Stored items:
· · · ·

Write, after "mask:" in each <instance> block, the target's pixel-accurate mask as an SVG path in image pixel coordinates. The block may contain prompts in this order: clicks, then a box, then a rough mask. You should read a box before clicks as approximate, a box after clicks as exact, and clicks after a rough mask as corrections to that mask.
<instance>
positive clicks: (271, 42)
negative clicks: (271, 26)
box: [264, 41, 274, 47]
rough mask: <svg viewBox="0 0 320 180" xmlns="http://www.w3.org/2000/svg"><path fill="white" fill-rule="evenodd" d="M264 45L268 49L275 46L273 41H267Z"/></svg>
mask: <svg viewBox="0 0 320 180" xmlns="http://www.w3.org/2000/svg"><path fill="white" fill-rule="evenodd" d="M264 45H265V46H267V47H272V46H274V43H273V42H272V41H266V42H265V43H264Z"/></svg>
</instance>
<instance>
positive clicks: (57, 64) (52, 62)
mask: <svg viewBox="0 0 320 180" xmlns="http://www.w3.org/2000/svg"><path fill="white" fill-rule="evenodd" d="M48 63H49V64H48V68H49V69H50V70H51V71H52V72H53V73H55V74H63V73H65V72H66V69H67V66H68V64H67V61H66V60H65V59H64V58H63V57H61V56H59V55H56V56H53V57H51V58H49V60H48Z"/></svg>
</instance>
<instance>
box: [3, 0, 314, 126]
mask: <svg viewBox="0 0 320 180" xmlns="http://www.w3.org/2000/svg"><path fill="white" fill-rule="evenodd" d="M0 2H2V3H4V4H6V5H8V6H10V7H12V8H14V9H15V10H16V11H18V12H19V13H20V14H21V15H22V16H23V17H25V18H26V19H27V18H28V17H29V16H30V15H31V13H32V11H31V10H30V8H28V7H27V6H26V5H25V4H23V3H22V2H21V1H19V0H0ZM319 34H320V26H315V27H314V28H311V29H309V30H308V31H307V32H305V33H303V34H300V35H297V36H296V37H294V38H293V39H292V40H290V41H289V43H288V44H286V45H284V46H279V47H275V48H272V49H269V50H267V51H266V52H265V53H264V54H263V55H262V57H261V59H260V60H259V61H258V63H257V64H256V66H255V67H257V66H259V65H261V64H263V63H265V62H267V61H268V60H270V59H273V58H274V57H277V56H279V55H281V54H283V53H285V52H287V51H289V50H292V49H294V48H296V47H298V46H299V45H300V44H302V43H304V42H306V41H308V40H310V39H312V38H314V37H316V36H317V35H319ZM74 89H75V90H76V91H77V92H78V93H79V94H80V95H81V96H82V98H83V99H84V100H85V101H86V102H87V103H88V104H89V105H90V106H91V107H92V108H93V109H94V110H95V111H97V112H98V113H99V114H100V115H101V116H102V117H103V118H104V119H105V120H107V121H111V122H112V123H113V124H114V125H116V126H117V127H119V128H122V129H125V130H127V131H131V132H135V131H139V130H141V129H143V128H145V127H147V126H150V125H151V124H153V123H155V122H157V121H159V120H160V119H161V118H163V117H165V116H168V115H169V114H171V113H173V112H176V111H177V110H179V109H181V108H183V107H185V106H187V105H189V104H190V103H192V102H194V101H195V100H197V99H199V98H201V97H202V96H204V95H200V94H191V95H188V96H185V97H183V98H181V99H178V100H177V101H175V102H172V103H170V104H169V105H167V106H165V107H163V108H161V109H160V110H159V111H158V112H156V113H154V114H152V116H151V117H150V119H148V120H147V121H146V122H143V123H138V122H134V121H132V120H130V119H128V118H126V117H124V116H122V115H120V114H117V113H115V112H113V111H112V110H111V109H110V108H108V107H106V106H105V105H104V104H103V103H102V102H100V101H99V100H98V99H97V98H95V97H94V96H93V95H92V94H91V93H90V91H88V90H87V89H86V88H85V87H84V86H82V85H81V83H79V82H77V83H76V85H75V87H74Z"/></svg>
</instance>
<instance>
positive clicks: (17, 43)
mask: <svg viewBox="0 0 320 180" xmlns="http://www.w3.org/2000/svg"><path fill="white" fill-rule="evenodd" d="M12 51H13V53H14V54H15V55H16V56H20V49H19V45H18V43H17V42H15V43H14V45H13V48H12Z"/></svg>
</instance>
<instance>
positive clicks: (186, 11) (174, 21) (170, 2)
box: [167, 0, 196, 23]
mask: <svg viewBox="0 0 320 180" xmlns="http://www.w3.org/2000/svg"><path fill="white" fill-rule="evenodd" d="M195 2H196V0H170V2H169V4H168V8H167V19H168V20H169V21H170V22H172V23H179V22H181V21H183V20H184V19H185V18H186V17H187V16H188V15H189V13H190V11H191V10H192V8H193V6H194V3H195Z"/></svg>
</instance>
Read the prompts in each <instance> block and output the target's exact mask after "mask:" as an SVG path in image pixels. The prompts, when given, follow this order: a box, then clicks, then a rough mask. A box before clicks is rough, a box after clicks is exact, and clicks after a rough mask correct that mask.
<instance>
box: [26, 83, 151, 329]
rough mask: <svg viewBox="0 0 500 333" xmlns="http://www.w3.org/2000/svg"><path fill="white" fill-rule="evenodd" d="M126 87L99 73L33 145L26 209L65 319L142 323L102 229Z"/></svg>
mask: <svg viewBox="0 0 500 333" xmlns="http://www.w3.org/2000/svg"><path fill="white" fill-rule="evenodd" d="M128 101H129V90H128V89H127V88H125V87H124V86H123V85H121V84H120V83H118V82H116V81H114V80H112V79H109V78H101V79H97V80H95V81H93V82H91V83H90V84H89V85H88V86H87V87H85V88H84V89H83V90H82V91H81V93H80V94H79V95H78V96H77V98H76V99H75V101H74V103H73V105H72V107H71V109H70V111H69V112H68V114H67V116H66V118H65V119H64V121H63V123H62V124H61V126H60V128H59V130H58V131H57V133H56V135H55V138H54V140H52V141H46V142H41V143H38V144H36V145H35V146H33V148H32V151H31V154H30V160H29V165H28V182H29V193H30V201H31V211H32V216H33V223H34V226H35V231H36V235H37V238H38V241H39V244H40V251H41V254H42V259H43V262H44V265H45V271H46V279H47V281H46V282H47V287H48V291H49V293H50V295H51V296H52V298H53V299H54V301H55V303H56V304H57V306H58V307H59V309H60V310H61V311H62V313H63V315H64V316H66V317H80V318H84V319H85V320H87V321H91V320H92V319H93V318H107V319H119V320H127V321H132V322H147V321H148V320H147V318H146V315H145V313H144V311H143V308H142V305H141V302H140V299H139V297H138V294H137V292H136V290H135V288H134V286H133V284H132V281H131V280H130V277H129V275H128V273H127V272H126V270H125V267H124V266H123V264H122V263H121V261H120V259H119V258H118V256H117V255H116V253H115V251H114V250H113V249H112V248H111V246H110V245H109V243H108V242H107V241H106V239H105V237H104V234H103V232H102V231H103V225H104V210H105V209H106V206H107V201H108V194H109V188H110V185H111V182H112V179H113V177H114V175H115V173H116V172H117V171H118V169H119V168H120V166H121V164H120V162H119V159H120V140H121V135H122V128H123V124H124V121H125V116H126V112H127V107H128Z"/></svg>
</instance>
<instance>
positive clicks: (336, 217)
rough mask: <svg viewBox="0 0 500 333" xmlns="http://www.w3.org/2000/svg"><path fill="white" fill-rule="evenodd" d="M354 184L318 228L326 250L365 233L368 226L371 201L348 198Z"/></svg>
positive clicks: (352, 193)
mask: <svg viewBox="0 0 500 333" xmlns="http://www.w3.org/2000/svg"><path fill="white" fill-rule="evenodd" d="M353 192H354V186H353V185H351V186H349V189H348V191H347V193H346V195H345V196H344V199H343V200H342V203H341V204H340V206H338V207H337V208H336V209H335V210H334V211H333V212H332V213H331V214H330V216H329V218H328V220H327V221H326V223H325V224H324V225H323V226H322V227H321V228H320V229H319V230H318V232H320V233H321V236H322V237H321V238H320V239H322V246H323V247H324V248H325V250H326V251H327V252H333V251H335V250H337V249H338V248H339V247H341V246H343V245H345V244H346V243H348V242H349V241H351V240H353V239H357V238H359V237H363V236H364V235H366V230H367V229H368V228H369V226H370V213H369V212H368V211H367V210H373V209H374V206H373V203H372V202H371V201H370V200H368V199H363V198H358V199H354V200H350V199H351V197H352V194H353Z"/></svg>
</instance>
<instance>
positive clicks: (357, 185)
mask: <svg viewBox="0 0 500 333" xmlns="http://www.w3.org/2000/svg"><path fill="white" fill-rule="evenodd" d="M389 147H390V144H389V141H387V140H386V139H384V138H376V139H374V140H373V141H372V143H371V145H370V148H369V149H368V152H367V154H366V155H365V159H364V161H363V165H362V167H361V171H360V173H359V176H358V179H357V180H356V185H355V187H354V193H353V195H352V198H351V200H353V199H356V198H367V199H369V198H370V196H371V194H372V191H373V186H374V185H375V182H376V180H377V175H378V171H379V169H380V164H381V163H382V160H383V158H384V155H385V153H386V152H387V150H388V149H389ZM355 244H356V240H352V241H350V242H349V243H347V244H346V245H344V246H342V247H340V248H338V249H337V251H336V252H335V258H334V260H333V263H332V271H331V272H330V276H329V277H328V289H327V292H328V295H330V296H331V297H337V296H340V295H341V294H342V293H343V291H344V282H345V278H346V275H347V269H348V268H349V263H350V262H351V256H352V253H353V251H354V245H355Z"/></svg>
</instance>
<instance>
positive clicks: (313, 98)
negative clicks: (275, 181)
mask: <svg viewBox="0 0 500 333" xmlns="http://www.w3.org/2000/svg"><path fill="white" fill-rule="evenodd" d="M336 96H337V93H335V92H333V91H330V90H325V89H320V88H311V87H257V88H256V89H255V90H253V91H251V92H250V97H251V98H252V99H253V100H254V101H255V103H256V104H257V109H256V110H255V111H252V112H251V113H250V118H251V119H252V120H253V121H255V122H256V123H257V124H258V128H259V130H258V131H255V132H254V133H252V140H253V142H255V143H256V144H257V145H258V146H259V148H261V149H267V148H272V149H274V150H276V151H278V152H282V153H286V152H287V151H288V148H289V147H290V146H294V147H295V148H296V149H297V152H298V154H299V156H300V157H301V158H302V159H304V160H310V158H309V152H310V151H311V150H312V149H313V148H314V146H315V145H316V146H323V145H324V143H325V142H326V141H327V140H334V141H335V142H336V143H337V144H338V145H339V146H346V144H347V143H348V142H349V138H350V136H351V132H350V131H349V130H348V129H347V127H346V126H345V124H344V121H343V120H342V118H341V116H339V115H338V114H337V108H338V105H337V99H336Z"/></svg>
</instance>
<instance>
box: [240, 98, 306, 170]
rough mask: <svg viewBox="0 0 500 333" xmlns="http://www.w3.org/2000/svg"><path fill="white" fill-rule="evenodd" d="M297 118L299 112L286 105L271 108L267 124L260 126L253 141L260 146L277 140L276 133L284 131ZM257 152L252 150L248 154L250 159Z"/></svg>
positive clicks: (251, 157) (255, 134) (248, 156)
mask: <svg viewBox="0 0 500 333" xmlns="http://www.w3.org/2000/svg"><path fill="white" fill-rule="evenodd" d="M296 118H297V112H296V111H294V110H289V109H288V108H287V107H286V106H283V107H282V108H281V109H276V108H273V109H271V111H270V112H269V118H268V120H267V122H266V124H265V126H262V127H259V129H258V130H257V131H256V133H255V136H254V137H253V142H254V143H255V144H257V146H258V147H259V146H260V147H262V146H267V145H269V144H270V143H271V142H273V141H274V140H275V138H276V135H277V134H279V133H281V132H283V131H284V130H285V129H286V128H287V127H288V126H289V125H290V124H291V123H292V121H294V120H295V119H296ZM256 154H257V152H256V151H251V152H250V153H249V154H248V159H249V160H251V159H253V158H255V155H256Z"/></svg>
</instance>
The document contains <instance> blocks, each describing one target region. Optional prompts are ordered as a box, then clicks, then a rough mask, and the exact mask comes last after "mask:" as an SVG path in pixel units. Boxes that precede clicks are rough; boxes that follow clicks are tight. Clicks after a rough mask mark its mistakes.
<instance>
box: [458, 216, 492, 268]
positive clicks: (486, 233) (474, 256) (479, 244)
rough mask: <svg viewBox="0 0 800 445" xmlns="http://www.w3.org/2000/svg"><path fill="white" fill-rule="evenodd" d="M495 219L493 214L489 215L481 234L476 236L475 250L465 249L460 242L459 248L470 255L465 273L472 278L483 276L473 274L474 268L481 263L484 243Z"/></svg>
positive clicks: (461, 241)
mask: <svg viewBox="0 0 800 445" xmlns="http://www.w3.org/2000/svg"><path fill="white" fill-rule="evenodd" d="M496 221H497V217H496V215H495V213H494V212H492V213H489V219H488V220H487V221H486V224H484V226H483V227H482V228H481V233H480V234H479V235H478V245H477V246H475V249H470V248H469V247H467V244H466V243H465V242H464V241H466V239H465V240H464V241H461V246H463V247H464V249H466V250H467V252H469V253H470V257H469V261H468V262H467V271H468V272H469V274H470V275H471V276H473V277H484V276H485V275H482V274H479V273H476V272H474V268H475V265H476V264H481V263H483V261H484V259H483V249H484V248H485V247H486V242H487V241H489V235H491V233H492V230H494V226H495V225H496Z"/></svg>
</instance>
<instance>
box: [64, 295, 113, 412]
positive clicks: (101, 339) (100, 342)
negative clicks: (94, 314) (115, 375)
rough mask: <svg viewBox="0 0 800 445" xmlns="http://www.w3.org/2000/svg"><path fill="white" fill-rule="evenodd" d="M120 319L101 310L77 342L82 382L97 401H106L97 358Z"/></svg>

· · · ·

--- What is required ---
When a line in the records contains the string "image", it counts; state how many lines count, with no other words.

--- Output for this task ---
2